[Stored data entries]
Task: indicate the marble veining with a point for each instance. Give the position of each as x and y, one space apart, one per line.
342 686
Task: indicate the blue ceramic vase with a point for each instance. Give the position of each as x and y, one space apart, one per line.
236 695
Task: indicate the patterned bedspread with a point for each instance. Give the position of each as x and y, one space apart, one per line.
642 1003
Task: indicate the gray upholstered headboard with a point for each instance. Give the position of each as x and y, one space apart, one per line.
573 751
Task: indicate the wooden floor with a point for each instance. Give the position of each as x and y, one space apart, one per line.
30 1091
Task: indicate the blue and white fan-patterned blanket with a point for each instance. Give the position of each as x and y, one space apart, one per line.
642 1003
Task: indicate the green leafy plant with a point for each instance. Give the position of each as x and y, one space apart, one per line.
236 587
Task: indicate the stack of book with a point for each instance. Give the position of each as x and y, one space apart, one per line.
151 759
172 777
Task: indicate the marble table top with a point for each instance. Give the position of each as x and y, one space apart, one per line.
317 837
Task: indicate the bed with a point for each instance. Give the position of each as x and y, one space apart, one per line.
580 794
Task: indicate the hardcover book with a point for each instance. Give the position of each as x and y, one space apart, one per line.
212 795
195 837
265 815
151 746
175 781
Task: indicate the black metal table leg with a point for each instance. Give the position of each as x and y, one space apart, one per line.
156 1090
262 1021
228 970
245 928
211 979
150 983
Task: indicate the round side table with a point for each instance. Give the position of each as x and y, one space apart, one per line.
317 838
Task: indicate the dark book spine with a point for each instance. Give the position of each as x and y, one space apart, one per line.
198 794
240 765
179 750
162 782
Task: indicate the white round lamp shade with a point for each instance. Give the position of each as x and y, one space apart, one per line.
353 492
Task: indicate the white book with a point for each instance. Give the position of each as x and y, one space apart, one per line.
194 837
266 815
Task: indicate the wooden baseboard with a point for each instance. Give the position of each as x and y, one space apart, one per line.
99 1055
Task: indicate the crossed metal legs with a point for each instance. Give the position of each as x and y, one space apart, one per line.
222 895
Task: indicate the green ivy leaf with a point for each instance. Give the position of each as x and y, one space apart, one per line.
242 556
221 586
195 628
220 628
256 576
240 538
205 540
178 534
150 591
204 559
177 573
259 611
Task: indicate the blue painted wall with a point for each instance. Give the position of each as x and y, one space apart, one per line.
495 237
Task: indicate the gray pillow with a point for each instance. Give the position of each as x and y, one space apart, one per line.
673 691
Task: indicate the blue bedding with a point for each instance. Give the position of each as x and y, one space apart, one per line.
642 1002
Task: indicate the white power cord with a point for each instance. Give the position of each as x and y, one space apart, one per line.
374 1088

*Your task*: Each record is to be repeated exactly.

*Problem solution*:
Task: indicate the marble veining with a point for each instance. Give the position of each as x and y, one space apart, one per line.
342 686
Task: indicate the blue ceramic vase with a point for each instance. Give the position of each as x and y, one space apart, one per line.
236 695
Task: indicate the patterned bedspread with a point for each instance. Give the position of each as x and y, one space apart, one per line.
642 1003
Task: indicate the gray upholstered headboard with a point for each instance. Give the position of each as x and y, one space apart, one per line.
573 751
Task: indicate the wooden floor with a point for each instance. Give the position of each as x and y, one space apart, one per line.
30 1091
Task: indicate the blue and white fan-patterned blanket with a point for each instance. Give the position of each as x and y, one space apart, one per line.
642 1003
Task: indicate the green leafy plant with a point for each instance. Give the position of each as x and y, one space apart, one per line.
236 587
Task: indicate the stack of book with a point for each instance. Give the position of each as x and y, one space apart, one per line.
151 759
172 777
Task: indicate the marble table top with a point for each instance. Give the position of each as x and y, one space apart, one per line.
317 837
Task: indicate the bed with a point for each instance. Give the position of each as x and y, one space apart, one per line.
580 794
Task: indicate the hardcover book with a point for each instance. Give the position of each as x and y, one space apart, one per line.
212 795
195 837
265 815
151 746
175 781
Task: indicate the black metal table leg with a point for each instance. Give the position of each as x and y, one space apart, one per line.
156 1090
262 1021
228 970
245 928
211 979
150 983
Task: indicate the round side table with a point for each instance. Give the position of each as x and y, one space apart, one per line.
317 838
Task: indicate the dark book spine with a point for each instance. Give the position of each as x and y, one space apart, one per line.
198 794
240 765
179 750
162 782
Task: indicate the white round lamp shade with a point for each instance. Give the position of each as x and y, one space apart, one per line.
353 492
Task: indicate the white book with a point for each instance. Give the position of each as x and y, one space apart, one per line.
194 837
266 815
Task: indicate the wooden baseboard with a point for each instance. Give the position of each as x and y, one space apart, one per line.
99 1055
Task: indicate the crossed metal legs with a point for each instance. Give the position of each as x and y, one space apart, one per line.
222 895
Task: indicate the green ivy leaf with a point for each instance. Give the position of each as x and y, one space apart, one per line.
242 556
221 586
195 628
220 628
256 576
240 538
205 540
178 534
150 591
204 559
177 573
259 611
Task: indicate the blue painted wall with a point for each instance. Give the position of each as x and y, one space apart, one per line.
495 237
Task: indicate the gray pillow with a point for each instance. Give the position of each as x and y, one space apart, one per line.
673 691
Task: indicate the blue bedding with a point for each instance. Give the position of each as x and y, one space apart, one per line.
642 1002
Task: indicate the white power cord with a point for each instance. Give the position of each as x and y, one space apart, one per line.
374 1088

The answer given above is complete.